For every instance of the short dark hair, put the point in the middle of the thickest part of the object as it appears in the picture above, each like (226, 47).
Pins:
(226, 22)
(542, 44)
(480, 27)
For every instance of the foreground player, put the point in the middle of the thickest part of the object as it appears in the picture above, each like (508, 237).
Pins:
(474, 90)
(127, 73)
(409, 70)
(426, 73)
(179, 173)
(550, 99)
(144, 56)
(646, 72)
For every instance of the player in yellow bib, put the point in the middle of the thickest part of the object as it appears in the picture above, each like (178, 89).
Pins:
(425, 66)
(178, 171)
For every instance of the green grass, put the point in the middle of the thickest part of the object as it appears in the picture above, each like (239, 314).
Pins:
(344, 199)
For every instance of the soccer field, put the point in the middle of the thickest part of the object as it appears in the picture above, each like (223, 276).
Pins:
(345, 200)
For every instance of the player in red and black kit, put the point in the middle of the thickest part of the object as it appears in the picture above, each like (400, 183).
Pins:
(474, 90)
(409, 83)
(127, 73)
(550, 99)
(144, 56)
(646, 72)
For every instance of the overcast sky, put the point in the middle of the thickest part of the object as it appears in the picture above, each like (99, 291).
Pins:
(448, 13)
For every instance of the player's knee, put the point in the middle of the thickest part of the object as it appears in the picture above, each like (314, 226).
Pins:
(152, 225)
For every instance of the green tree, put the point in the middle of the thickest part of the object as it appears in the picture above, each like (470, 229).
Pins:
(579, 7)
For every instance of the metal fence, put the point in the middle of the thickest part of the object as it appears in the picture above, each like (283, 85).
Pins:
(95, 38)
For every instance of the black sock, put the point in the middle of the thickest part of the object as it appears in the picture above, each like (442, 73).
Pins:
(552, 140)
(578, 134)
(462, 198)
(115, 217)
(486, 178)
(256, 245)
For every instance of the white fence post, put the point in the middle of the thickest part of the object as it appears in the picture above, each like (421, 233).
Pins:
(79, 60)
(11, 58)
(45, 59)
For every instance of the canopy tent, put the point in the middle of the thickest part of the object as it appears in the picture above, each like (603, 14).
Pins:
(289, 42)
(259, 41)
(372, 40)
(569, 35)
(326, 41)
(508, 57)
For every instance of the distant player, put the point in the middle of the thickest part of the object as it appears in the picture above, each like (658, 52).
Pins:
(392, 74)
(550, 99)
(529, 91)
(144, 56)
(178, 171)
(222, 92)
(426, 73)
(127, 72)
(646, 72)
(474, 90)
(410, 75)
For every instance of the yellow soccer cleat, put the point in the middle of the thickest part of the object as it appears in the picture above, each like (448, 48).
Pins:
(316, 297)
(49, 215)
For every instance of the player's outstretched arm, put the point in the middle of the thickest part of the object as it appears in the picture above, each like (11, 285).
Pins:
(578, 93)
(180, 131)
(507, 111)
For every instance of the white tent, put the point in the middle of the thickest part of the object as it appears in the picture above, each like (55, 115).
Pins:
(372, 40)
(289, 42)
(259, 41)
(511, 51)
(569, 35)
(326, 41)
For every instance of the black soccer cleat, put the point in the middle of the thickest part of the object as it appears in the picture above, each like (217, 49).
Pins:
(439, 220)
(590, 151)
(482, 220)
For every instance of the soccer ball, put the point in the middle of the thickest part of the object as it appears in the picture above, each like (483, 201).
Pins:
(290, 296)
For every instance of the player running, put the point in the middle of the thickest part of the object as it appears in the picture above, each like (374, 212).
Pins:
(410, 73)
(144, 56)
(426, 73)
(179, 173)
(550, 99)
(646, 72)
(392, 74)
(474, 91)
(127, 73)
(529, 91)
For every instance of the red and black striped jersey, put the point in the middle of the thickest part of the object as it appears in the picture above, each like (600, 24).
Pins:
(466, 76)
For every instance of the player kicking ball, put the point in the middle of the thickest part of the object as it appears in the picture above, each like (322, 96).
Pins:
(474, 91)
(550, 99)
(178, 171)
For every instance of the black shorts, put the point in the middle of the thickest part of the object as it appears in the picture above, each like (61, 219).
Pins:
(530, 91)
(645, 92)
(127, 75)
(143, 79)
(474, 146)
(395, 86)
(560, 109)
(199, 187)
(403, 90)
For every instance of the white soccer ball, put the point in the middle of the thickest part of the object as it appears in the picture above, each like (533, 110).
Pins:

§ Exercise details
Check the listing for the word "soccer". Show each line that has it.

§ Response to the task
For every instance of the soccer field, put the point in the middle of the thickest part of the object as it appears in the picture above, each like (223, 276).
For every instance of the yellow soccer cleat, put the point in the middle of the thickest part of the object as it appears in the picture above, each like (448, 48).
For every instance of the black soccer cleat, put the point in the middle of the thickest part of the object as it appears in the picture above, each like (217, 49).
For every instance of the soccer ball, put the point in the middle of the thickest part of the object as it appears in the picture above, each like (483, 201).
For every instance of the white soccer ball, put the point in the middle of the thickest part of the object as it appears in the picture above, each like (533, 110).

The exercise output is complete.